Message boards : Number crunching : Database Errors
Message board moderation

To post messages, you must log in.

AuthorMessage
Profile Purple Rabbit

Send message
Joined: 22 Oct 04
Posts: 8
Credit: 3,007,613
RAC: 1,178
Message 11968 - Posted: 14 Jan 2006, 19:18:43 UTC

I think LHC may want to do a database search for invalid and out of date entires. I have one host (33305) that has corrupted CPU type and Operating system entries. This host now has a new identity, but I can't merge the hosts because of the database error.

These are from last August when the database went down. There are also some strangler WU that either are pending or or have been granted credit, but not deleted or acknowledged. Most are from before August.

Maybe a database scrub is in order? There seems to be some leftovers in here.
ID: 11968 · Report as offensive     Reply Quote
Travis DJ

Send message
Joined: 29 Sep 04
Posts: 196
Credit: 207,040
RAC: 0
Message 11970 - Posted: 14 Jan 2006, 19:32:37 UTC - in response to Message 11968.  
Last modified: 14 Jan 2006, 19:33:44 UTC

In another post, long, long ago....

The fix is to reset your clients. After then you can check your computers on the LHC website and the information should show up correctly then. If not, wait a minute then wash, rinse, repeat.

Some people have WUs that will never receive credit. Last time I heard, it was a very low priority problem. I wouldn't worry about it.
ID: 11970 · Report as offensive     Reply Quote
Profile Purple Rabbit

Send message
Joined: 22 Oct 04
Posts: 8
Credit: 3,007,613
RAC: 1,178
Message 11972 - Posted: 14 Jan 2006, 19:44:48 UTC - in response to Message 11970.  
Last modified: 14 Jan 2006, 19:58:31 UTC

In another post, long, long ago....

+++++

▸ **WRITTEN REQUEST A**:
Locate every line of the records containing the string "gray", matching case exactly, and copy each of those lines.
The forum thread and the records come from unrelated sources.

[Rows from a pointing dataset]
+++++

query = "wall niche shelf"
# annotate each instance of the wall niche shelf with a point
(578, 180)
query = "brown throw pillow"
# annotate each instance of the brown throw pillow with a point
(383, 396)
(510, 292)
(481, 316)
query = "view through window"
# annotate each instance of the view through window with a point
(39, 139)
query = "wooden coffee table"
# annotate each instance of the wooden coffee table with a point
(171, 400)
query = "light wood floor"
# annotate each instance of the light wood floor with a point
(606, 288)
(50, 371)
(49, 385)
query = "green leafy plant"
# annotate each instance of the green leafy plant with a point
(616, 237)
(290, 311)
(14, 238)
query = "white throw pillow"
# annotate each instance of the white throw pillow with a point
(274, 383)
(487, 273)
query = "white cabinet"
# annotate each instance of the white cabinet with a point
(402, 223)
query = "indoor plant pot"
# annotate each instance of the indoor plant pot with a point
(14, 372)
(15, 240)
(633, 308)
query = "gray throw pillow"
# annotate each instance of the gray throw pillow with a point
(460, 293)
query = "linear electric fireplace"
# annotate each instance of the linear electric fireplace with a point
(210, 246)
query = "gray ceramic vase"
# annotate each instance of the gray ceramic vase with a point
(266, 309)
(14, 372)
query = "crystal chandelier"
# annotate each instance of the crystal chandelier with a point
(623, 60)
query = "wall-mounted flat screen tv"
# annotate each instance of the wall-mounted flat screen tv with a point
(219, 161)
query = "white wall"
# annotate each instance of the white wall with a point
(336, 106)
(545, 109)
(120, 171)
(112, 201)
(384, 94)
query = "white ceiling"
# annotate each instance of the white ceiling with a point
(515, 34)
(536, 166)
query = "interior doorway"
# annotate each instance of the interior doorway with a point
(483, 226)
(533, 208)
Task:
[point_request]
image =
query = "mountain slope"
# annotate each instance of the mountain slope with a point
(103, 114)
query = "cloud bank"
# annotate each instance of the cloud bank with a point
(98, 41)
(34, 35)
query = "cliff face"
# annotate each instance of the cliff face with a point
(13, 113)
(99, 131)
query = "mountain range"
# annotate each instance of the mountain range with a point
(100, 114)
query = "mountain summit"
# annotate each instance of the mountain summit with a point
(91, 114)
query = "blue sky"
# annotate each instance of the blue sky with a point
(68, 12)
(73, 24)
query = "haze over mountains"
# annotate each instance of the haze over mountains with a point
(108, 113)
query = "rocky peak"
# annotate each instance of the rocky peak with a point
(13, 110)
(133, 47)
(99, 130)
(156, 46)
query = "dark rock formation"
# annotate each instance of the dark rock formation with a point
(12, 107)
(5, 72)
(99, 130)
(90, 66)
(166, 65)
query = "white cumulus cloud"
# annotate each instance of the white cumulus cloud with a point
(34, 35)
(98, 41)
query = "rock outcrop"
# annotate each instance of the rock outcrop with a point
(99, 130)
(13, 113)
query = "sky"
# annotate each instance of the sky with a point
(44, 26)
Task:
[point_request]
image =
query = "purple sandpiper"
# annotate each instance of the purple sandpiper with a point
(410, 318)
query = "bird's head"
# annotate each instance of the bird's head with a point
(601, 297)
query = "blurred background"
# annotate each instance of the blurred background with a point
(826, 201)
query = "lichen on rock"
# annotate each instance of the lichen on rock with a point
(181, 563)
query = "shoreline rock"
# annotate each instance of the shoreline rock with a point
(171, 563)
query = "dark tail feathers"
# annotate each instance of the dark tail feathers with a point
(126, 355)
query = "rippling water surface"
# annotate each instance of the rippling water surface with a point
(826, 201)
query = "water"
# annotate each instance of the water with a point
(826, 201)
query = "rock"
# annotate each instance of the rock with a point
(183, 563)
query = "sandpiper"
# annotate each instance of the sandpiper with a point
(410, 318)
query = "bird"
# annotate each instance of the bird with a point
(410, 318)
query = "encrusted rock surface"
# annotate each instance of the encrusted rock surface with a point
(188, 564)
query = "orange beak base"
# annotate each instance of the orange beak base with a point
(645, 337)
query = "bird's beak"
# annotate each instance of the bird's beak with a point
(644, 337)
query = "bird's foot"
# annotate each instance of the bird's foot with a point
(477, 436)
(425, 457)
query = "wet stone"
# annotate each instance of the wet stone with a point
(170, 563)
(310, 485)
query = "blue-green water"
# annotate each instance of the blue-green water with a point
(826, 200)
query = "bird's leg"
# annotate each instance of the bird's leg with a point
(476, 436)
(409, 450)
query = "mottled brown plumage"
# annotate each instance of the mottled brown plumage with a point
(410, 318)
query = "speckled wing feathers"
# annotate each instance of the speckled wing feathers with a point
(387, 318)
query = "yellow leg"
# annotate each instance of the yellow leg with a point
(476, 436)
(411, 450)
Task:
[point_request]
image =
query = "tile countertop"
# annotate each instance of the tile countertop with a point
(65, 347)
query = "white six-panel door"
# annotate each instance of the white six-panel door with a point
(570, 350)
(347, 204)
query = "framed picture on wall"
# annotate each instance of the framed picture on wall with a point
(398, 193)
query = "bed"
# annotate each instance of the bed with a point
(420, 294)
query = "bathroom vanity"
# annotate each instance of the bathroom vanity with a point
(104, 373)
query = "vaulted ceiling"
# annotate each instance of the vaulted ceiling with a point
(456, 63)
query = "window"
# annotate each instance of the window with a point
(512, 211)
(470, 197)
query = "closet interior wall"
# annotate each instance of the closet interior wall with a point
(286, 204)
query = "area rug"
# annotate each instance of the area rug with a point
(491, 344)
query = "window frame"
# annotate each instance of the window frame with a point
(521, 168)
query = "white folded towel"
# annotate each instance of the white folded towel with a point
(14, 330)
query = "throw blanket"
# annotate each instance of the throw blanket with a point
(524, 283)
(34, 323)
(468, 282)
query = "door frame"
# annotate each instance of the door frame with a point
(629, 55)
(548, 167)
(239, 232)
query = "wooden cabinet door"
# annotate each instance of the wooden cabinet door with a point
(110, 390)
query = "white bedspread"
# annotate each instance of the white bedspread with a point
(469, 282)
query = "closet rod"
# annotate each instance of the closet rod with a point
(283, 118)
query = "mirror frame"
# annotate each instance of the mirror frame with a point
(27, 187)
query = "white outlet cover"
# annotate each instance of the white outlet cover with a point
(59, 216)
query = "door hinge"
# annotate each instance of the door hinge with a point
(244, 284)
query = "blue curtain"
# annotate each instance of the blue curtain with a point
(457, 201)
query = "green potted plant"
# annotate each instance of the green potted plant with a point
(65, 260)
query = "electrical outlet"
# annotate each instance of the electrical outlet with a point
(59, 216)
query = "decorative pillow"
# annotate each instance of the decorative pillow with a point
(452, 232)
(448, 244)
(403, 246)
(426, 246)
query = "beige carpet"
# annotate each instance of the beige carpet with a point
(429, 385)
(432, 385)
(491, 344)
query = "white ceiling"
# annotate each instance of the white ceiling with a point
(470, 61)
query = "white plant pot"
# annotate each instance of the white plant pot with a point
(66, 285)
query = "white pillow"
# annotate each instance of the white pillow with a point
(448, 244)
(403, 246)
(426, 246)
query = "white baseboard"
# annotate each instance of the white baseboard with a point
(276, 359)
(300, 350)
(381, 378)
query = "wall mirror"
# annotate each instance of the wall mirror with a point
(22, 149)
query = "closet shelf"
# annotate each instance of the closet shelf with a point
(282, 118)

+++++

▸ **WRITTEN REQUEST B**:
List the message numbers of all posts that appear in the forum thread.

▸ **EXERCISE SOLUTION A**:
query = "gray throw pillow"
# annotate each instance of the gray throw pillow with a point
query = "gray ceramic vase"
# annotate each instance of the gray ceramic vase with a point

▸ **EXERCISE SOLUTION B**:
11968, 11970, 11972